Exercise 1> On the fast-avro-write page, what change did release 0.2 bring?
Exercise 2> Name every field declared with type Long in the StockQuote case class on the fast-avro-write page.

Passage for review>

--- START ---

/fast-avro-write

Writing an Avro file is not as fast as you might want it. This is a library to write considerably faster to an avro file.

Primary LanguageScalaApache License 2.0Apache-2.0

Build Status Maven Central GitHub license

fast-avro-write

A small library allowing you to parallelize the write to an avro file thus achieving much better throughput

How to use it:

val datumWriter = new GenericDatumWriter[GenericRecord](schema)
val builder = FastDataFileWriterBuilder(datumWriter, out, schema)
    .withCodec(CodecFactory.snappyCodec())
    .withFlushOnEveryBlock(false)
    .withParallelization(parallelization)
    
builder.encoderFactory.configureBufferSize(4 * 1048576)
builder.encoderFactory.configureBlockSize(4 * 1048576)

val fileWriter = builder.build()
fileWriter.write(records)

This will write all the records to the file. If the records count passes a threshold it will parallelize the write. You can set the threshold as well; the write method takes a default parameter threshold. Simple!

Blog article

http://www.landoop.com/blog/2017/05/fast-avro-write/

Release History

0.2 - [2017-09-18] Upgrade to Avro 1.8.2

0.1 - [2017-04-02] Initial release

Performance

Run on 8GB, i7-4650U, SSD Here is the class from which the GenericRecords are created

case class StockQuote(symbol: String,
                      timestamp: Long,
                      ask: Double,
                      askSize: Int,
                      bid: Double,
                      bidSize: Int,
                      dayHigh: Double,
                      dayLow: Double,
                      lastTradeSize: Int,
                      lastTradeTime: Long,
                      open: Double,
                      previousClose: Double,
                      price: Double,
                      priceAvg50: Double,
                      priceAvg200: Double,
                      volume: Long,
                      yearHigh: Double,
                      yearLow: Double,
                      f1:String="value",
                      f2:String="value",
                      f3:String="value",
                      f4:String="value",
                      f5:String="value",
                      f6:String="value",
                      f7:String="value",
                      f8:String="value",
                      f9:String="value",
                      f10:String="value",
                      f11:String="value",
                      f12:String="value",
                      f13:String="value",
                      f14:String="value",
                      f15:String="value",
                      f16:String="value",
                      f17:String="value",
                      f18:String="value",
                      f19:String="value",
                      f20:String="value",
                      f21:String="value",
                      f22:String="value",
                      f23:String="value",
                      f24:String="value",
                      f25:String="value",
                      f26:String="value",
                      f27:String="value",
                      f28:String="value",
                      f29:String="value",
                      f30:String="value",
                      f31:String="value",
                      f32:String="value",
                      f33:String="value",
                      f34:String="value",
                      f35:String="value",
                      f36:String="value",
                      f37:String="value",
                      f38:String="value",
                      f39:String="value",
                      f40:String="value",
                      f41:String="value",
                      f42:String="value",
                      f43:String="value",
                      f44:String="value",
                      f45:String="value",
                      f46:String="value",
                      f47:String="value",
                      f48:String="value",
                      f49:String="value",
                      f50:String="value",
                      f51:String="value",
                      f52:String="value",
                      f53:String="value",
                      f54:String="value",
                      f55:String="value",
                      f56:String="value",
                      f57:String="value",
                      f58:String="value",
                      f59:String="value",
                      f60:String="value"

--- END ---

Record set>
--- START ---

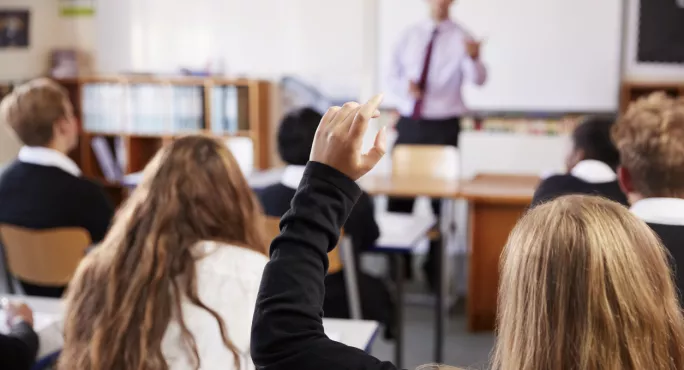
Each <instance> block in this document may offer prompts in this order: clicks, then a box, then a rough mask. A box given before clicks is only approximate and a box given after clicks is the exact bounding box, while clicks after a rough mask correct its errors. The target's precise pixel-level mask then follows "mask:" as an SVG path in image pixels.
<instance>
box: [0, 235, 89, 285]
mask: <svg viewBox="0 0 684 370" xmlns="http://www.w3.org/2000/svg"><path fill="white" fill-rule="evenodd" d="M0 238H2V241H3V245H4V247H5V257H6V263H7V269H8V270H9V272H10V273H11V274H12V276H14V277H15V278H18V279H20V280H22V281H25V282H27V283H31V284H36V285H47V286H65V285H67V284H69V281H70V280H71V277H72V276H73V274H74V272H75V271H76V267H78V264H79V263H80V262H81V259H83V257H84V256H85V254H86V250H87V249H88V247H90V245H91V240H90V234H88V232H87V231H86V230H85V229H81V228H58V229H47V230H31V229H26V228H22V227H17V226H10V225H0Z"/></svg>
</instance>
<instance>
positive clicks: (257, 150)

--- END ---

Your solution 1> It upgraded to Avro 1.8.2.

Your solution 2> timestamp, lastTradeTime, volume